_Exercise aim_
Rewrite the following lines as a numbered list, leaving out any blank lines. Omit the pictures from your answer.

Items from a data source
=-=-=
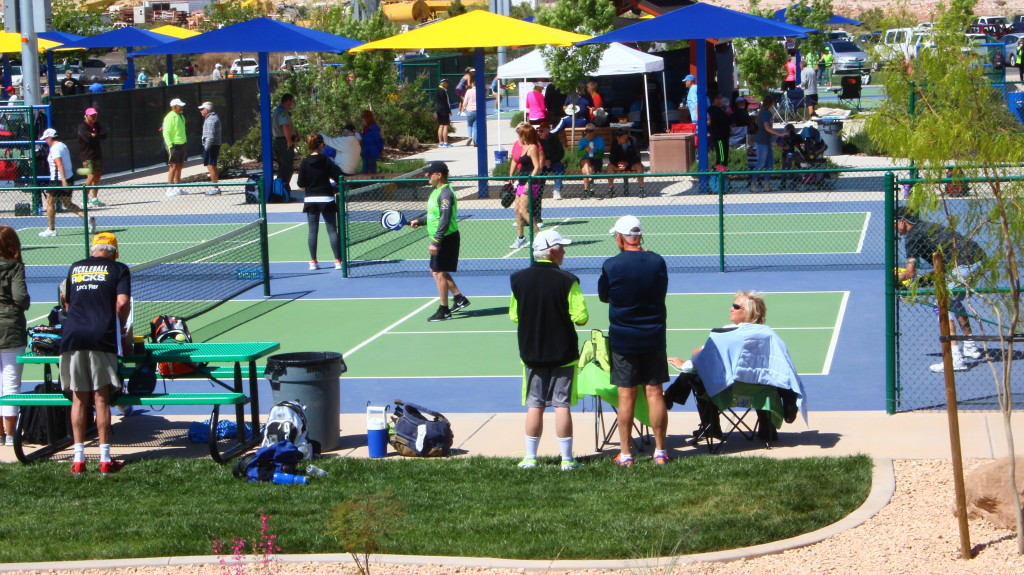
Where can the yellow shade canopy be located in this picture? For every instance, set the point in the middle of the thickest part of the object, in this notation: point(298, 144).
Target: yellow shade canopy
point(478, 29)
point(174, 31)
point(10, 42)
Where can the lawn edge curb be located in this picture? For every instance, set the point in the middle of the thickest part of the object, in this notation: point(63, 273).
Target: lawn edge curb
point(883, 488)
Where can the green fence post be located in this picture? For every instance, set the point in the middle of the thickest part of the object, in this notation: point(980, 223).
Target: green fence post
point(890, 307)
point(721, 231)
point(343, 227)
point(264, 250)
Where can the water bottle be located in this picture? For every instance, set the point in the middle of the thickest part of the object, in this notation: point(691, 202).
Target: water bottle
point(313, 471)
point(287, 478)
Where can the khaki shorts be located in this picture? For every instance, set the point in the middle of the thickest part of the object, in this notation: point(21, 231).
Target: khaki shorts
point(88, 370)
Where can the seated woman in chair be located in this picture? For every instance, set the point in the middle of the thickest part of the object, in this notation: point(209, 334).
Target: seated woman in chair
point(748, 307)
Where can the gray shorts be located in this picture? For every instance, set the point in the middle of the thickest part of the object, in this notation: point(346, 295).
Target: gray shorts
point(635, 369)
point(88, 370)
point(549, 387)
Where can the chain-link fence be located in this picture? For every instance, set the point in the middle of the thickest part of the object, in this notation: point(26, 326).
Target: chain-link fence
point(798, 220)
point(980, 297)
point(189, 249)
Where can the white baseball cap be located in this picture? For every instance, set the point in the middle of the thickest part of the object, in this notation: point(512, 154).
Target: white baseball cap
point(627, 225)
point(549, 238)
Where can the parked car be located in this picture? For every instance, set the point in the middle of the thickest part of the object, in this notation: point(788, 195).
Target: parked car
point(113, 73)
point(244, 65)
point(1015, 48)
point(297, 62)
point(849, 57)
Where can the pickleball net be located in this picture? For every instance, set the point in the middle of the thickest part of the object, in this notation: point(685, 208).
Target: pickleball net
point(199, 278)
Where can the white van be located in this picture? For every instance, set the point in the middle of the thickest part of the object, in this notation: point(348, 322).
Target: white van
point(895, 44)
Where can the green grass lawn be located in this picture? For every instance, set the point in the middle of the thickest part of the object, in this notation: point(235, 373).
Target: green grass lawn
point(474, 506)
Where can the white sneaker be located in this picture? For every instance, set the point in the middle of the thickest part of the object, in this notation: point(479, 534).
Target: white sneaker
point(971, 350)
point(939, 367)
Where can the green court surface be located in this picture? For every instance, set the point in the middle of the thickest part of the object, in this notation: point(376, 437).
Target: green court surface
point(670, 235)
point(390, 338)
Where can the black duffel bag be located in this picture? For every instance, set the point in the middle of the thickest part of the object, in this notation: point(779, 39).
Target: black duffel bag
point(420, 432)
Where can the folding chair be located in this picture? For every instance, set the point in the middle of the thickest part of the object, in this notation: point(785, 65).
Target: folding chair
point(850, 89)
point(594, 380)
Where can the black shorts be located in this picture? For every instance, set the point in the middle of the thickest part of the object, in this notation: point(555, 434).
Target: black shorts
point(635, 369)
point(448, 256)
point(211, 155)
point(177, 153)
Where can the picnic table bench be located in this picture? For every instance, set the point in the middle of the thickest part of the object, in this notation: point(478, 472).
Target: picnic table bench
point(242, 366)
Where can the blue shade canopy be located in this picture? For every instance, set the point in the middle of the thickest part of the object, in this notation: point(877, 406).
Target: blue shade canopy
point(121, 38)
point(259, 35)
point(835, 20)
point(700, 21)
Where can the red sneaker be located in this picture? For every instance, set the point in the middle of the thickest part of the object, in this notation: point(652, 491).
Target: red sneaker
point(110, 467)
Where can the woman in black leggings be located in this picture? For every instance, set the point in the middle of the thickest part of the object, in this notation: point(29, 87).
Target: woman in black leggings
point(315, 175)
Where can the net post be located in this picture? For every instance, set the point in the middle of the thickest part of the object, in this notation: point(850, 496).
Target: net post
point(889, 197)
point(343, 227)
point(264, 244)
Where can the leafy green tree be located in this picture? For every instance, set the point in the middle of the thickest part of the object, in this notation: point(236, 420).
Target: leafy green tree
point(943, 113)
point(761, 60)
point(570, 67)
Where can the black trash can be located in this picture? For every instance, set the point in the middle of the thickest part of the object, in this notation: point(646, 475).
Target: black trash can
point(312, 379)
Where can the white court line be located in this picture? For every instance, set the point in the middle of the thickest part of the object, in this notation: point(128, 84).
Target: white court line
point(386, 329)
point(826, 366)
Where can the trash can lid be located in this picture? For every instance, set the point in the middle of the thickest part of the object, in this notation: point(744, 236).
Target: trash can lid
point(303, 359)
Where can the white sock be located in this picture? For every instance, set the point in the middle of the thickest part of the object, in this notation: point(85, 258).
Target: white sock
point(531, 443)
point(565, 446)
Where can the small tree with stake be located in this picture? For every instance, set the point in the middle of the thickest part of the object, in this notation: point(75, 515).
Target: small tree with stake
point(942, 112)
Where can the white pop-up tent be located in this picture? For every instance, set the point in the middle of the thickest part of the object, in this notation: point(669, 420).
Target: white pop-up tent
point(616, 60)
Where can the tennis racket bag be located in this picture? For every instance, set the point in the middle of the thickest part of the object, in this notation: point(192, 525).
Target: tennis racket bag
point(166, 328)
point(420, 432)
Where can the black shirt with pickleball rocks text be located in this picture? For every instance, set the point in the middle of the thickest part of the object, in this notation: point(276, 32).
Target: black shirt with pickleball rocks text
point(93, 286)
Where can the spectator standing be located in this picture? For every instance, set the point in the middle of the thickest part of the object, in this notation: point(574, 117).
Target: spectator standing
point(58, 160)
point(211, 143)
point(285, 138)
point(469, 108)
point(174, 139)
point(373, 142)
point(762, 144)
point(14, 302)
point(548, 304)
point(347, 149)
point(315, 175)
point(553, 153)
point(442, 227)
point(98, 306)
point(90, 151)
point(809, 82)
point(442, 111)
point(536, 109)
point(634, 283)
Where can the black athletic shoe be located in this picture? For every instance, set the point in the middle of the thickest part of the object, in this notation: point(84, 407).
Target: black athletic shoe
point(441, 314)
point(460, 302)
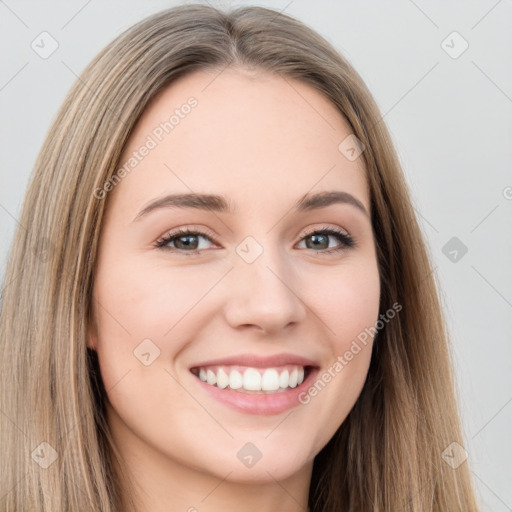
=-=-=
_Answer to this task_
1. Where can the yellow shade canopy be located in this picture? For every instance, set the point in the middle of the thickest part of the object, in this notation: point(298, 144).
2. Target: yellow shade canopy
3. point(478, 29)
4. point(174, 31)
5. point(10, 42)
6. Where can the lawn edge curb be located in this picture? For every instance, set the point in the middle of the thickest part of the object, in this notation: point(63, 273).
7. Target: lawn edge curb
8. point(883, 488)
9. Where can the green fence post be located in this picture? For every instance, set the point in the middle of the thickest part of the object, in this notation: point(980, 223).
10. Target: green fence post
11. point(890, 307)
12. point(721, 231)
13. point(343, 227)
14. point(264, 250)
15. Where can the water bottle be located in this picture? For every instance, set the point in the middle of the thickest part of the object, in this notation: point(691, 202).
16. Target: water bottle
17. point(313, 471)
18. point(287, 478)
19. Where can the khaki shorts be located in this picture? For every instance, set the point in the middle of the thickest part of the object, in this notation: point(21, 231).
20. Target: khaki shorts
21. point(88, 370)
22. Where can the seated woman in chair be located in this picture? For every instance, set the point in the middle of the thickest part of the object, in this notation: point(209, 334).
23. Target: seated woman in chair
24. point(748, 307)
25. Where can the gray shorts be located in this picture? For every instance, set the point in the middle of the thickest part of the object, in this notation: point(346, 295).
26. Target: gray shorts
27. point(635, 369)
28. point(88, 370)
29. point(549, 387)
30. Where can the chain-link fence be located in this picture? For every instance, set the point in the middle of the thickest part of the object, in this notation: point(26, 326).
31. Target: chain-link fence
32. point(798, 220)
33. point(980, 297)
34. point(189, 249)
35. Where can the white baseball cap be located in this picture? For every instance, set the point in the middle of the thickest part of the object, in this notation: point(512, 154).
36. Target: white baseball cap
37. point(627, 225)
38. point(549, 238)
39. Where can the parked car be located in this picture? For every instance, set the point in the middle of the thickest part of the object, in this notation: point(788, 195).
40. Target: parked car
41. point(113, 73)
42. point(244, 65)
43. point(1015, 48)
44. point(297, 62)
45. point(849, 57)
46. Where can the pickleball net be located in this picture? For every instance, set the point in the middle of the thickest part of the object, in this notation: point(685, 208).
47. Target: pickleball net
48. point(199, 278)
49. Where can the white van be located in this picture? For every instance, set the point in the middle of the thickest part of the object, in this notation: point(348, 322).
50. Target: white van
51. point(895, 44)
52. Where can the green grass lawn be located in this picture? For every instance, set the point in the middle of the thickest part of the object, in this notation: point(235, 373).
53. Target: green grass lawn
54. point(474, 506)
55. Where can the white sneaker be located in this picture? For every instance, set the point in the middle of the thickest part of the object, in this notation: point(479, 534).
56. Target: white sneaker
57. point(971, 350)
58. point(939, 367)
59. Where can the green court surface be located in this picture? For every instance, set the point in the middle of the thickest part of the object, in this notation: point(376, 437).
60. Target: green court surface
61. point(670, 235)
62. point(390, 338)
63. Where can the black duffel bag be located in this picture? For every instance, set the point in the middle of the thickest part of the object, in this notation: point(779, 39).
64. Target: black duffel bag
65. point(420, 432)
66. Where can the folding chair be located in this picture? For every instance, set the point in the middle of the thickest part of the object, in this notation: point(785, 65).
67. Target: folding chair
68. point(850, 89)
69. point(594, 380)
70. Where can the black shorts be located in this picture? For every instance, set the point in the middle of the thickest part of the object, in this notation: point(555, 434).
71. Target: black shorts
72. point(635, 369)
73. point(448, 256)
74. point(211, 155)
75. point(177, 153)
76. Where can the picnic table bench be located in this picture? For every instance, set the point in the middle of the thickest part of the object, in this notation: point(478, 472).
77. Target: picnic table bench
78. point(242, 366)
79. Where can the blue shade canopy be located in this picture? For every instance, set the point in the middle of the thickest part of the object, in this notation: point(877, 406).
80. Target: blue shade canopy
81. point(121, 38)
82. point(259, 35)
83. point(835, 20)
84. point(700, 21)
85. Where can the red sneaker be located in this picture? For every instance, set the point in the middle of the thickest part of the object, in this notation: point(652, 491).
86. Target: red sneaker
87. point(110, 467)
88. Where can the woman in black leggings be located in this picture? For every instance, set the point in the middle of the thickest part of the object, in this notation: point(29, 87).
89. Target: woman in black leggings
90. point(315, 175)
91. Where can the net post be located in this picture? For every instance, set the point in the middle of the thickest part of the object, in this notation: point(850, 496).
92. Target: net post
93. point(889, 197)
94. point(343, 227)
95. point(264, 244)
96. Where can the leafy green tree be located in this picture? For every instance, set the point in the middle of the thickest part of the object, in this notation: point(236, 420).
97. Target: leafy green tree
98. point(943, 113)
99. point(761, 60)
100. point(570, 67)
101. Where can the black trash can be located in this picture? For every instance, set the point in the middle of the thickest part of the object, in this notation: point(646, 475).
102. Target: black trash can
103. point(312, 379)
104. Where can the white court line be located in this picture? For every instance, set the point in the middle of the thickest part of the object, in this notation: point(128, 84).
105. Target: white court line
106. point(386, 329)
107. point(826, 366)
108. Where can the trash can lid be located in this picture? For every instance, set the point in the middle of the thickest part of the object, in this notation: point(744, 236).
109. Target: trash can lid
110. point(303, 359)
111. Where can the white sock be located in this picture? For every instance, set the point in the middle of the thickest part of the object, in this notation: point(85, 258).
112. Target: white sock
113. point(531, 443)
114. point(565, 446)
115. Where can the small tree with stake be located in this picture? For every instance, set the point in the middle of the thickest part of the object, in this notation: point(75, 515).
116. Target: small tree with stake
117. point(942, 112)
118. Where can the white pop-up tent be located in this picture? For every instance, set the point in the middle of the thickest part of the object, in this notation: point(669, 420).
119. Target: white pop-up tent
120. point(616, 60)
121. Where can the tennis racket bag be located in this picture? For every instance, set the point in the middle of the thickest part of the object, in this notation: point(192, 525).
122. Target: tennis racket bag
123. point(166, 328)
124. point(420, 432)
125. Where can the black shirt with pickleball rocks text be located in this picture? For every instance, set the point in the middle of the thickest part of the object, in this notation: point(276, 32).
126. Target: black shirt with pickleball rocks text
127. point(93, 286)
128. Where can the spectator standing be located in this picture? For every instance, set the point in the middle of the thickest part of the object, in this notation: point(574, 117).
129. Target: spectator standing
130. point(58, 160)
131. point(211, 143)
132. point(285, 138)
133. point(469, 108)
134. point(174, 139)
135. point(373, 142)
136. point(762, 144)
137. point(14, 302)
138. point(548, 304)
139. point(347, 149)
140. point(315, 175)
141. point(553, 153)
142. point(442, 227)
143. point(98, 306)
144. point(90, 151)
145. point(809, 82)
146. point(442, 111)
147. point(536, 109)
148. point(634, 283)
149. Where can the black athletic shoe be located in this picture? For every instance, set the point in the middle of the thickest part of the object, in this notation: point(84, 407).
150. Target: black athletic shoe
151. point(441, 314)
152. point(460, 302)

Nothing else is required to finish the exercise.